TASK REQUIREMENTS: Change "shelf audit" to "retail audit" in the stretch from the start of the entries through the line containing "x=856, y=528", keeping everything else the same. Leave the pictures out of your answer.

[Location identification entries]

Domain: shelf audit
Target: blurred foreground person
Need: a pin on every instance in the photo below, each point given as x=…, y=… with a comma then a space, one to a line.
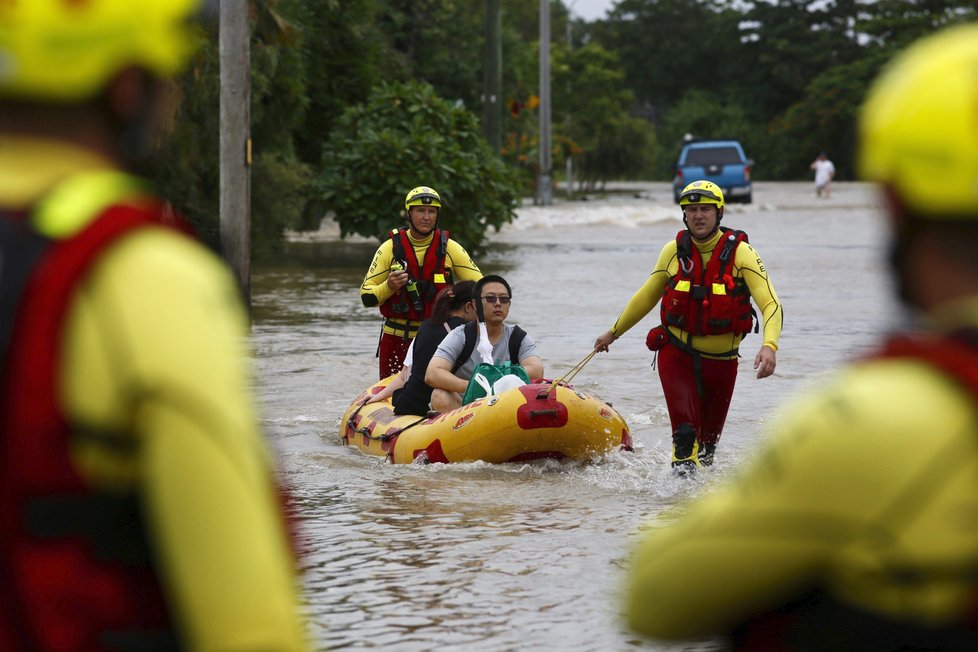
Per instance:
x=137, y=498
x=856, y=528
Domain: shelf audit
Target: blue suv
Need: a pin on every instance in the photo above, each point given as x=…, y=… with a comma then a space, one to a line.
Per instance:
x=721, y=161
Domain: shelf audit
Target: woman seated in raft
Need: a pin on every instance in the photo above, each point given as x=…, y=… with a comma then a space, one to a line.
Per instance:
x=410, y=395
x=454, y=362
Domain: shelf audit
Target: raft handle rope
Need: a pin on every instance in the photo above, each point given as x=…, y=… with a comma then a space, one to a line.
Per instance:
x=365, y=432
x=566, y=378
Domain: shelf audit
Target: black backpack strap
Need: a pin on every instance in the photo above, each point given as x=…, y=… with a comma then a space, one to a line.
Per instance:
x=468, y=347
x=515, y=341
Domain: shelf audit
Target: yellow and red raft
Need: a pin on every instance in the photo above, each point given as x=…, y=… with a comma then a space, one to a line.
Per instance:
x=542, y=420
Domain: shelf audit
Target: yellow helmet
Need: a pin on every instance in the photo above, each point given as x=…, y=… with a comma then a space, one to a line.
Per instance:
x=918, y=131
x=422, y=196
x=702, y=192
x=61, y=51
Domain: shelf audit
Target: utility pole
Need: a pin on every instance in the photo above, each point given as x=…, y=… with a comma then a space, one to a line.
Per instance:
x=545, y=178
x=492, y=93
x=569, y=158
x=235, y=141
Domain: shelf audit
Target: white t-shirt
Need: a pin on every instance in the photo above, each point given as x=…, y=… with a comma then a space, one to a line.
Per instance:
x=451, y=347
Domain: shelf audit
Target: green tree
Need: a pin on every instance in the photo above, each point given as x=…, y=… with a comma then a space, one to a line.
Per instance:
x=591, y=102
x=406, y=136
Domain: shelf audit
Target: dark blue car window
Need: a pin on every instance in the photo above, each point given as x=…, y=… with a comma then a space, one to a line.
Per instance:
x=713, y=156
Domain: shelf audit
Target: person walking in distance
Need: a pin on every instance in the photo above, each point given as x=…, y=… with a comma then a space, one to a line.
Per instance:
x=824, y=173
x=138, y=501
x=705, y=278
x=852, y=528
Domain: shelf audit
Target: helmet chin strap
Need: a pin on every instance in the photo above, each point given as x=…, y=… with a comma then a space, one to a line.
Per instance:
x=416, y=229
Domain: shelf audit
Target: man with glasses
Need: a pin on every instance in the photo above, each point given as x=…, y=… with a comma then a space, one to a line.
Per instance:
x=457, y=356
x=706, y=279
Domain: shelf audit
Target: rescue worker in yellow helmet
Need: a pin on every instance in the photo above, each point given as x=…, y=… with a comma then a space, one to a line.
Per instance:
x=408, y=271
x=705, y=278
x=854, y=528
x=138, y=500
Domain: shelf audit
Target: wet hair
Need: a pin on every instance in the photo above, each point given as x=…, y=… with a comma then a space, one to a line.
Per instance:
x=450, y=299
x=492, y=278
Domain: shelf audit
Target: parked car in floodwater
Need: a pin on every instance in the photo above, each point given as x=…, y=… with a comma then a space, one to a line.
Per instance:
x=721, y=161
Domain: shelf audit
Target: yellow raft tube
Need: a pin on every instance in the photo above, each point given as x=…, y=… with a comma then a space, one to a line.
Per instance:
x=541, y=420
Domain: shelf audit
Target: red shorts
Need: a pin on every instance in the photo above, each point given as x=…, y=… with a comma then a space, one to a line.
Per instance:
x=706, y=414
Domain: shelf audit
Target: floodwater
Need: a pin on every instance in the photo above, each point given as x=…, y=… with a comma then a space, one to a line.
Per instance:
x=533, y=556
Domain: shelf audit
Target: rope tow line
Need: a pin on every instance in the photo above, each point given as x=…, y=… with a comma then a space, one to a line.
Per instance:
x=566, y=378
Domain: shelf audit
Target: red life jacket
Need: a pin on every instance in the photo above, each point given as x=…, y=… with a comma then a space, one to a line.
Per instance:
x=417, y=302
x=76, y=569
x=708, y=301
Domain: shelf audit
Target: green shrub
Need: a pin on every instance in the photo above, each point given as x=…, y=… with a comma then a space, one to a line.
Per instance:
x=406, y=136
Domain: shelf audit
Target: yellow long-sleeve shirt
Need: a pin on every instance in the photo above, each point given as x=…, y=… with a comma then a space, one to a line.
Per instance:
x=747, y=264
x=155, y=348
x=375, y=291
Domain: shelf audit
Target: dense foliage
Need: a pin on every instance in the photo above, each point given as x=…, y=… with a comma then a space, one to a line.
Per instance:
x=785, y=77
x=406, y=136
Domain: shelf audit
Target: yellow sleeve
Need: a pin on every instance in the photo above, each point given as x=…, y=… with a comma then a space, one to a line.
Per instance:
x=460, y=262
x=762, y=292
x=647, y=296
x=374, y=289
x=157, y=348
x=823, y=506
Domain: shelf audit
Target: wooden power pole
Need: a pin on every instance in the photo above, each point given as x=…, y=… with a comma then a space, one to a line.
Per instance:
x=545, y=195
x=493, y=86
x=235, y=147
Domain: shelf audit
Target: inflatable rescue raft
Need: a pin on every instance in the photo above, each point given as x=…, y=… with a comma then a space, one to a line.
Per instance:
x=536, y=421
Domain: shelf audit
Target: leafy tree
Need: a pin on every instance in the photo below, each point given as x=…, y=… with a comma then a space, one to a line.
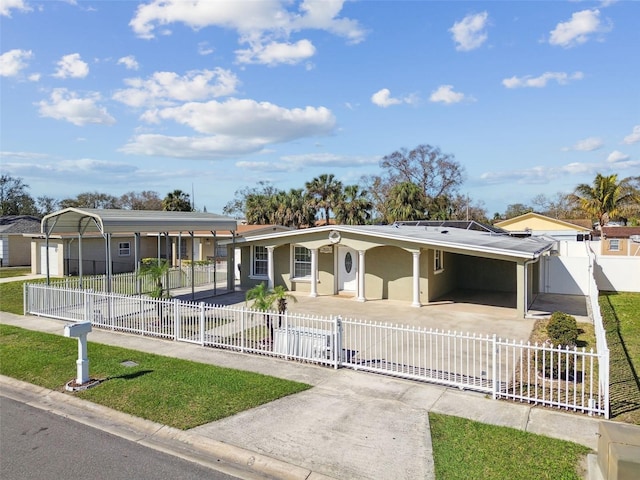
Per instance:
x=156, y=268
x=406, y=201
x=14, y=198
x=91, y=200
x=353, y=207
x=177, y=201
x=145, y=200
x=323, y=191
x=516, y=209
x=607, y=197
x=238, y=206
x=47, y=205
x=434, y=172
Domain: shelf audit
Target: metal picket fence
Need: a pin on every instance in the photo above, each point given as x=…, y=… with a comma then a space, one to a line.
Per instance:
x=572, y=379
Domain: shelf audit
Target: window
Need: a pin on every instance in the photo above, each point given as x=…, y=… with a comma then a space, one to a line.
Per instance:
x=437, y=261
x=124, y=249
x=260, y=261
x=301, y=262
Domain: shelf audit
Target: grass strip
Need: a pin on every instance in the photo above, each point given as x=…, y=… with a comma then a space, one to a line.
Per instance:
x=621, y=316
x=465, y=449
x=170, y=391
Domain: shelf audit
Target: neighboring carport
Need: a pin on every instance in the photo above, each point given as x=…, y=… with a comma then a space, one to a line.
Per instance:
x=108, y=222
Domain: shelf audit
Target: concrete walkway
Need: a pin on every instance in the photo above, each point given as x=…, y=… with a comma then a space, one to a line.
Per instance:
x=352, y=425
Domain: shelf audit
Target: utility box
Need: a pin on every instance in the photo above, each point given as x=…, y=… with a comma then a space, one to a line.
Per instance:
x=76, y=330
x=619, y=451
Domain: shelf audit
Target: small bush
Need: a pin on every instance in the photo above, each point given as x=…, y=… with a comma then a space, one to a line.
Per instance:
x=563, y=329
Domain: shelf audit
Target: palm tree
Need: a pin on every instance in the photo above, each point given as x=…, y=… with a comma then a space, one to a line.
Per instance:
x=606, y=197
x=322, y=191
x=406, y=201
x=353, y=207
x=177, y=201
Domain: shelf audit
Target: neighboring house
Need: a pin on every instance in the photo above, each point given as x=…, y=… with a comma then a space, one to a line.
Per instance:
x=416, y=264
x=15, y=249
x=535, y=224
x=620, y=241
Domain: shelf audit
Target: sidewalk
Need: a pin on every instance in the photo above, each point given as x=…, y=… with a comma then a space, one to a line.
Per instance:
x=352, y=425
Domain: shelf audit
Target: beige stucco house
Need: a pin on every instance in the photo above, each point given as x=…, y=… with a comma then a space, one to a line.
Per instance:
x=416, y=264
x=535, y=224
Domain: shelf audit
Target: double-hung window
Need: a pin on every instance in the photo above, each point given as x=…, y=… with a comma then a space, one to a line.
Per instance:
x=124, y=249
x=260, y=261
x=301, y=262
x=614, y=245
x=438, y=264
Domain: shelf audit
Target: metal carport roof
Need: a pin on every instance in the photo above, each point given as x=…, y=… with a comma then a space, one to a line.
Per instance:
x=104, y=221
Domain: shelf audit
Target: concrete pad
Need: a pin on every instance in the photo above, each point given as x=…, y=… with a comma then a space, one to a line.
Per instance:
x=476, y=406
x=578, y=428
x=352, y=426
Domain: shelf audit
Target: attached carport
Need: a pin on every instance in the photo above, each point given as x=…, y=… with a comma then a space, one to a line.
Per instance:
x=413, y=263
x=108, y=222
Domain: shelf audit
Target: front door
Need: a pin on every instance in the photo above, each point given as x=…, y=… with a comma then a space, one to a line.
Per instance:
x=347, y=269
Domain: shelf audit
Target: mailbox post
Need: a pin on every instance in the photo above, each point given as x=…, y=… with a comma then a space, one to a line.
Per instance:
x=79, y=331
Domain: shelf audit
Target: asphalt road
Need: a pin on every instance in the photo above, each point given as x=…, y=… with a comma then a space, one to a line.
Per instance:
x=36, y=444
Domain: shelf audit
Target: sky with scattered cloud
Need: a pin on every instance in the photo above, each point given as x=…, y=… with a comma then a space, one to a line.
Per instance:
x=212, y=96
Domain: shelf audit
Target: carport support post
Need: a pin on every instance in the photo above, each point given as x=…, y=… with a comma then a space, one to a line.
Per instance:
x=416, y=279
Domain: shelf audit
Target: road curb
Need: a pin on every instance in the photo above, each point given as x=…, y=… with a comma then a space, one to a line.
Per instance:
x=214, y=454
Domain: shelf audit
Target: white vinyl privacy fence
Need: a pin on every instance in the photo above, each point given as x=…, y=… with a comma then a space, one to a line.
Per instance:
x=572, y=379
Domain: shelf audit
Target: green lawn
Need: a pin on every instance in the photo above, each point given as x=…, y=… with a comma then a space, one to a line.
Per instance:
x=170, y=391
x=464, y=449
x=621, y=315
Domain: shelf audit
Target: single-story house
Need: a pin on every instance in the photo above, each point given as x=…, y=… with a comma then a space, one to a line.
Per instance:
x=620, y=241
x=536, y=224
x=412, y=263
x=15, y=247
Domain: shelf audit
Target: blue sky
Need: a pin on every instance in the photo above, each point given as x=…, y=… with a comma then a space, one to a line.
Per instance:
x=210, y=97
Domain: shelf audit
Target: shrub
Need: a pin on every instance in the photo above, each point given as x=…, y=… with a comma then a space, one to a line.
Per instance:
x=563, y=329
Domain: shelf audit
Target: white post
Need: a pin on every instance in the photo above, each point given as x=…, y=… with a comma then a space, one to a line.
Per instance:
x=416, y=279
x=270, y=273
x=361, y=297
x=314, y=272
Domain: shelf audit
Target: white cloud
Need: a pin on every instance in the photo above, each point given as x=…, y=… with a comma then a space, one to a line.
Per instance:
x=66, y=105
x=274, y=53
x=265, y=26
x=71, y=66
x=233, y=127
x=617, y=156
x=561, y=78
x=129, y=62
x=7, y=5
x=586, y=145
x=470, y=33
x=634, y=136
x=165, y=88
x=578, y=30
x=445, y=94
x=13, y=61
x=383, y=98
x=204, y=48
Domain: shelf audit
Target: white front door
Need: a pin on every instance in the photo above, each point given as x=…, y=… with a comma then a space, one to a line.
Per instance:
x=347, y=269
x=53, y=259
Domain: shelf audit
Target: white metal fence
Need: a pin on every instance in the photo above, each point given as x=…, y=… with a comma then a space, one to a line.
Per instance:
x=131, y=283
x=572, y=379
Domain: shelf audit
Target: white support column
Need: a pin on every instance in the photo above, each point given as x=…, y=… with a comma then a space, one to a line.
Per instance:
x=314, y=272
x=416, y=279
x=270, y=273
x=361, y=297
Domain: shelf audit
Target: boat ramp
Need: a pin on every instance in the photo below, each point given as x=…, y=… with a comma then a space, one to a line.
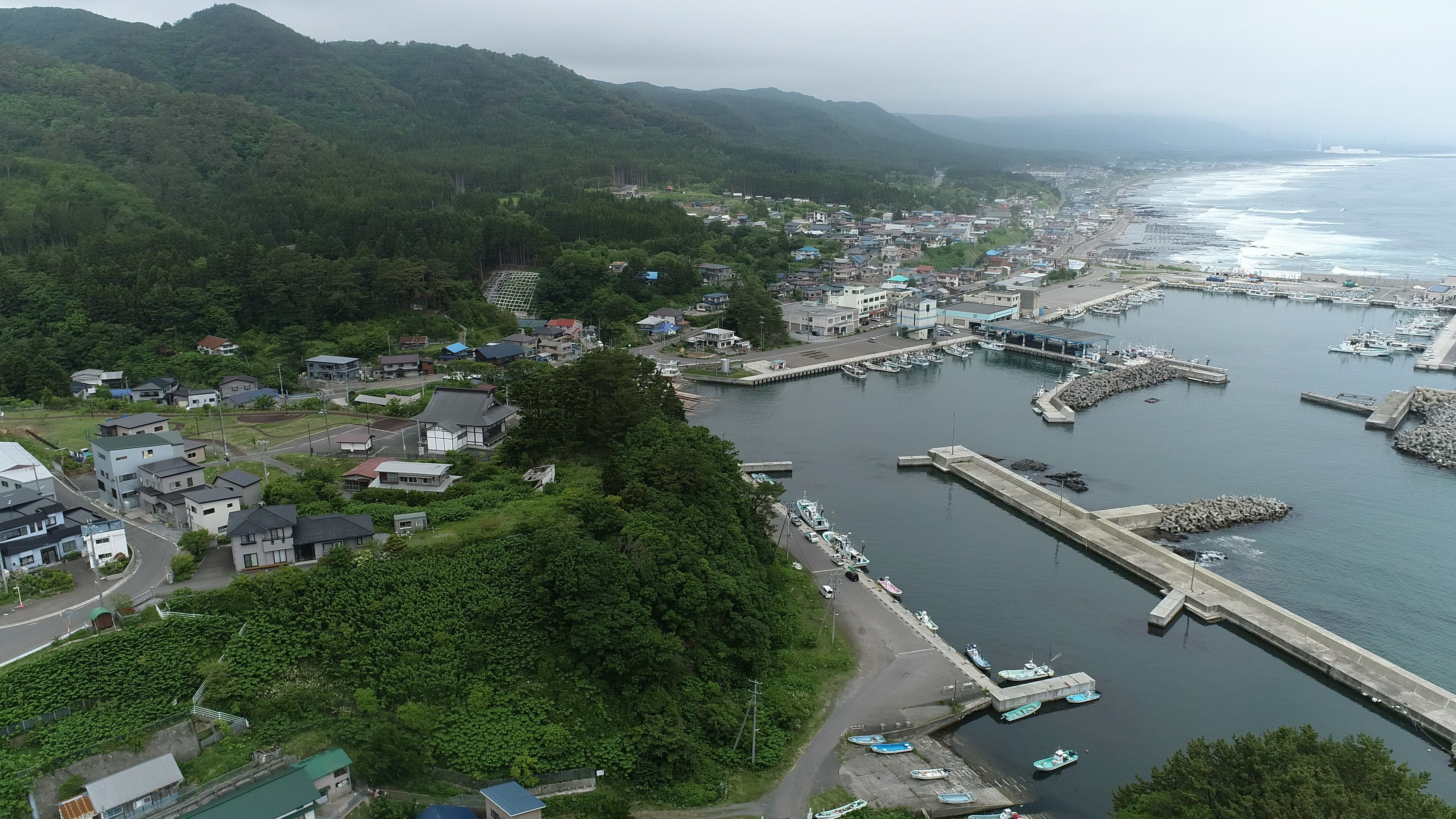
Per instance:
x=1206, y=595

RESULT:
Domain: retail audit
Target: blurred foreground person
Need: a pin on every instance in the photo below, each point given as x=…, y=… with a comma then a space, one to a line.
Per instance:
x=137, y=498
x=856, y=528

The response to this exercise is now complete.